What is asked
Quote the data below word for word, leaving out the pictures.

-- START OF Records for this exercise --

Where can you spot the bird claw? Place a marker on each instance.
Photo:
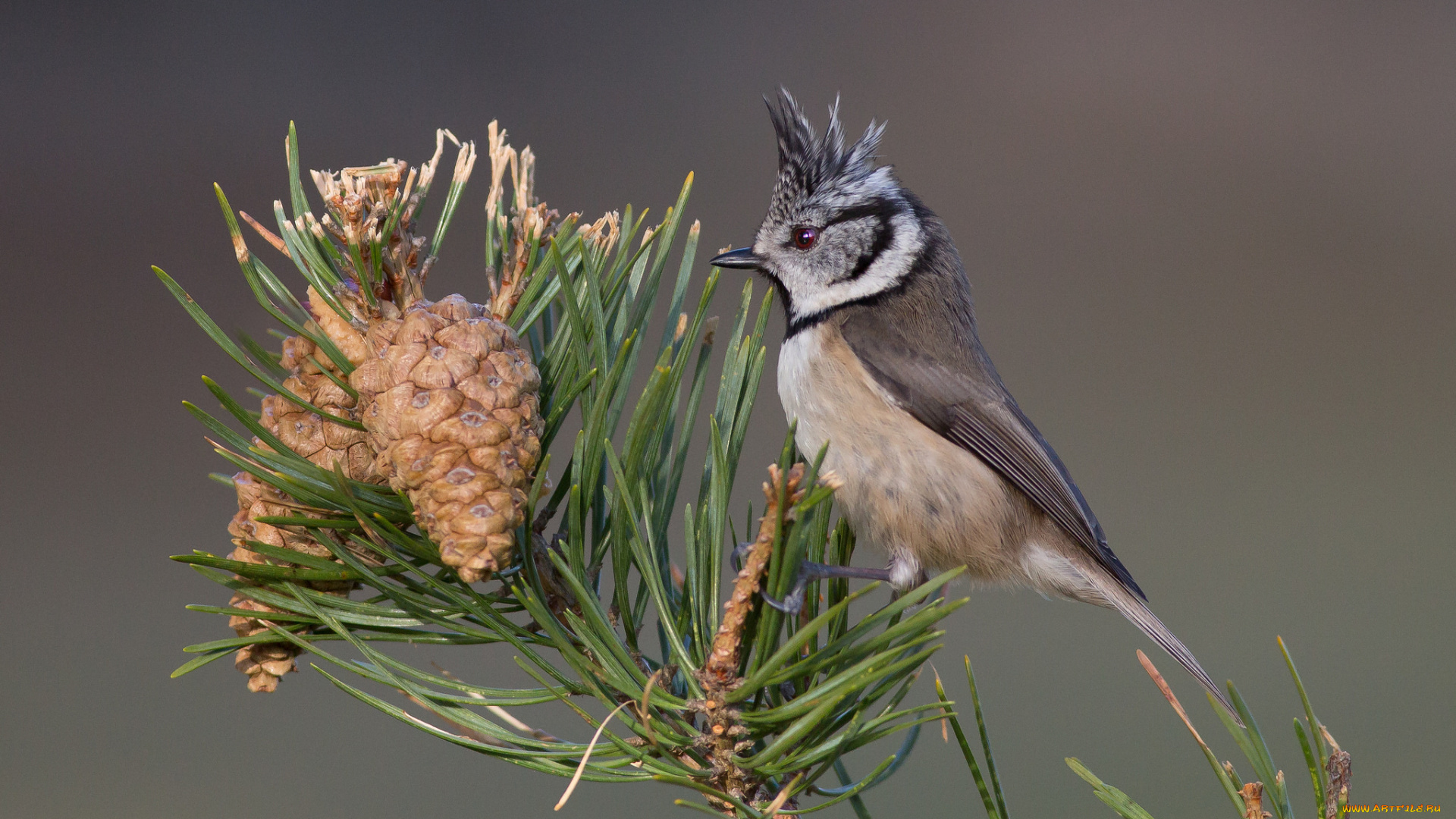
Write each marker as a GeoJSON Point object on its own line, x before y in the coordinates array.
{"type": "Point", "coordinates": [739, 553]}
{"type": "Point", "coordinates": [808, 570]}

-- END OF Records for this exercise --

Result of the task
Where can you spot the bird claw? Place a marker on each instance.
Photo:
Write each marker as a GeoJSON Point object on its own line, x before y in the coordinates array.
{"type": "Point", "coordinates": [739, 553]}
{"type": "Point", "coordinates": [808, 570]}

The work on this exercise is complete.